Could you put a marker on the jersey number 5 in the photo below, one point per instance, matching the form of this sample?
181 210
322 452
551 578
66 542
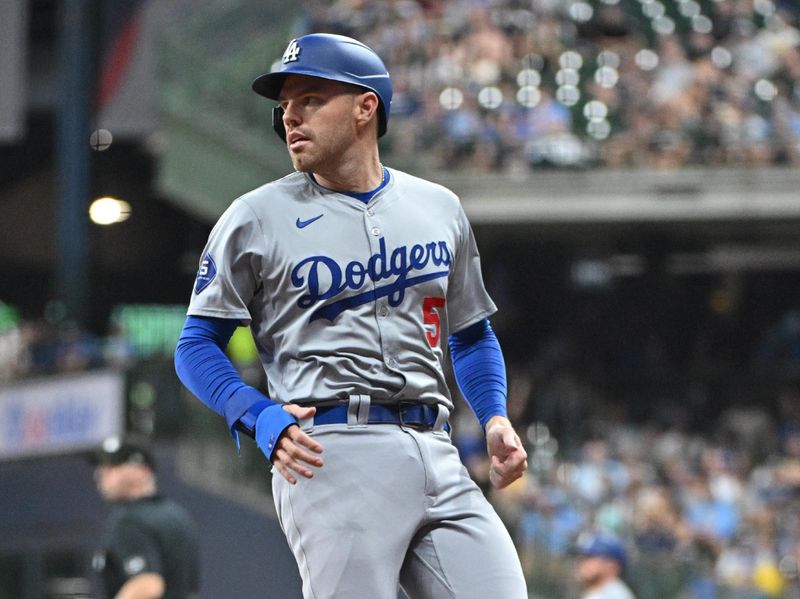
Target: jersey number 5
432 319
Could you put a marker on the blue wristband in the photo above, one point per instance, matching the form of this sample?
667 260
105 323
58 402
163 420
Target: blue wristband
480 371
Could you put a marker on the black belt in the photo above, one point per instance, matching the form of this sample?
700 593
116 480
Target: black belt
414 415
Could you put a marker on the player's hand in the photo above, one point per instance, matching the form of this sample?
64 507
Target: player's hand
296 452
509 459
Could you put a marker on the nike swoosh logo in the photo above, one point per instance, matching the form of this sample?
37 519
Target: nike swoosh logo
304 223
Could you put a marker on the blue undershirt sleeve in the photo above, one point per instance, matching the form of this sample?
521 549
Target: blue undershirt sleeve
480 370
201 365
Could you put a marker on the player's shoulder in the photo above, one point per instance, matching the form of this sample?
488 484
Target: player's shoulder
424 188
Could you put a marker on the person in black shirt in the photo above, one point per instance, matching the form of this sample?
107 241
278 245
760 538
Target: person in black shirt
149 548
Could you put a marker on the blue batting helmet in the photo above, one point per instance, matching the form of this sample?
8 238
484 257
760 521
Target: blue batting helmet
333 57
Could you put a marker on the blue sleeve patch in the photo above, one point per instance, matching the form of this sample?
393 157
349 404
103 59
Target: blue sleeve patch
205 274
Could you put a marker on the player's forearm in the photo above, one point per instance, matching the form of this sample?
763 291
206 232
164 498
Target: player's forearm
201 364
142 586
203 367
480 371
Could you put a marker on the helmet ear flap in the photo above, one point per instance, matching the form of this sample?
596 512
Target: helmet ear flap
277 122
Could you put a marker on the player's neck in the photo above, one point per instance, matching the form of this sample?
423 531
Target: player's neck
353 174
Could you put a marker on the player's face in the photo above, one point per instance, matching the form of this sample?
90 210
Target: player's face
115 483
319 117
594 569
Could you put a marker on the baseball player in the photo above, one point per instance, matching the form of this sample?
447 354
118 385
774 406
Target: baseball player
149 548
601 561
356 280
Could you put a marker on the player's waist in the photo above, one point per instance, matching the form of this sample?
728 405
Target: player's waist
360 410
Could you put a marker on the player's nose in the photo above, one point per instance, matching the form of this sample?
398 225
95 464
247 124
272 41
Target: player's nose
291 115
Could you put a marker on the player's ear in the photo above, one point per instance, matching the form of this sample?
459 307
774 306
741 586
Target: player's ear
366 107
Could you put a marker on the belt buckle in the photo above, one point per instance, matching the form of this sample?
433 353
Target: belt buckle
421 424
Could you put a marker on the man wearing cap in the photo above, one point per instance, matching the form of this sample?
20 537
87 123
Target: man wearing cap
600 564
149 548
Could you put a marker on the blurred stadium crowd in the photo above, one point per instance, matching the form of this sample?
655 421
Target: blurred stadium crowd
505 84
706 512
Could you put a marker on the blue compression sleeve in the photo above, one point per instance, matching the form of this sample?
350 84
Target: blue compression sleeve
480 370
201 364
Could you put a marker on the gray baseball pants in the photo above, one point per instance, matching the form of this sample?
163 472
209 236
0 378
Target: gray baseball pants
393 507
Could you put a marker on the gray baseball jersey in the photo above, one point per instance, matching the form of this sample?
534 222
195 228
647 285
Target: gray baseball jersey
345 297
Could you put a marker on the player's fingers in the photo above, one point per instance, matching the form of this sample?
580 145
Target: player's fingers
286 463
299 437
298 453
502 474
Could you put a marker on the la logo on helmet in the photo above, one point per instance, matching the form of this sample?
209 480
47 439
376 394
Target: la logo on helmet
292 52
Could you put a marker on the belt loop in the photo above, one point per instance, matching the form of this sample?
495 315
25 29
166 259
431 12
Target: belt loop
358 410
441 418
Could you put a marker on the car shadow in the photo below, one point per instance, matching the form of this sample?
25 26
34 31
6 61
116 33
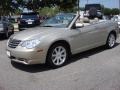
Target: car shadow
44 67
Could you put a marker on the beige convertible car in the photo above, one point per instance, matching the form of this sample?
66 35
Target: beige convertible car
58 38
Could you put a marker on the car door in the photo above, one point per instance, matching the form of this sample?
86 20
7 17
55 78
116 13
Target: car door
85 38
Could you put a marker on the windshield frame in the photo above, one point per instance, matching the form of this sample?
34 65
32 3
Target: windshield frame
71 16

____

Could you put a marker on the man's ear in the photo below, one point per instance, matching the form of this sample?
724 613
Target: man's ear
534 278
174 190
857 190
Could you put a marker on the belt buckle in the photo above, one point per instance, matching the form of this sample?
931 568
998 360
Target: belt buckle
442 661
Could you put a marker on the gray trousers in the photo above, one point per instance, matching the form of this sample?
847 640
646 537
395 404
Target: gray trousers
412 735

____

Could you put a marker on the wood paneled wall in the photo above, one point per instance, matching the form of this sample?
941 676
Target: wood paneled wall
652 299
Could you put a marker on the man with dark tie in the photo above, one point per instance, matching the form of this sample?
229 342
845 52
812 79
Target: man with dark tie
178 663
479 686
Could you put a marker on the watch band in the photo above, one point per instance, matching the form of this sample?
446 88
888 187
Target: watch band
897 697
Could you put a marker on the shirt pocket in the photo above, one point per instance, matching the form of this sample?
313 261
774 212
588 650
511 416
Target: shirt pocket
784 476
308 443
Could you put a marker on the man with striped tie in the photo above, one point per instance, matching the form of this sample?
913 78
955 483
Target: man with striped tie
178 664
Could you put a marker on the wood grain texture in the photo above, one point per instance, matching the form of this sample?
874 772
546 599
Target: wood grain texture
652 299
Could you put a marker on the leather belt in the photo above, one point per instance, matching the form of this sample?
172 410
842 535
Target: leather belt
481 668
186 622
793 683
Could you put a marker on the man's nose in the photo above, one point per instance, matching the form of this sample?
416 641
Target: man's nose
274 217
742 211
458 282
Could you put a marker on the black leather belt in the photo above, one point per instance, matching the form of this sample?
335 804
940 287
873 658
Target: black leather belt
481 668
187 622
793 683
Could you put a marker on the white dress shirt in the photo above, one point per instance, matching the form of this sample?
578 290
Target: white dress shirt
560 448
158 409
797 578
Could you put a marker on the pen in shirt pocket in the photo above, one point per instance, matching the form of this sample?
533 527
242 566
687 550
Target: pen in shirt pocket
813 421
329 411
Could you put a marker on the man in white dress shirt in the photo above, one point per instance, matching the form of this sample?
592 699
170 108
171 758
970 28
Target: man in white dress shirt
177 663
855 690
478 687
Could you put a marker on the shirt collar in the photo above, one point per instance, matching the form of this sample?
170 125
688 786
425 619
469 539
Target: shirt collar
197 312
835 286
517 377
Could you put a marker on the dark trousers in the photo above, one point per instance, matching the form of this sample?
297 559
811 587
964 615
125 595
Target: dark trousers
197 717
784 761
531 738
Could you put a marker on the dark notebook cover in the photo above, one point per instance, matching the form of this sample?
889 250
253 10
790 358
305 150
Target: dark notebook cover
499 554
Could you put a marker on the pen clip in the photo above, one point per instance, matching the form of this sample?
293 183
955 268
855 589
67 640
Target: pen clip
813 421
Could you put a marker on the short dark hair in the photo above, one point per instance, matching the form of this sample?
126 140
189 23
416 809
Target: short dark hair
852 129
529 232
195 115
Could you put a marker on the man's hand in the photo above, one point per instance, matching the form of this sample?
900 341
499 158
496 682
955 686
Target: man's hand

____

Task details =
Count the lines in the records above that contain the string "notebook", with uppercase and lowercase letters treated as different. Reply with the number alone.

Solution below =
2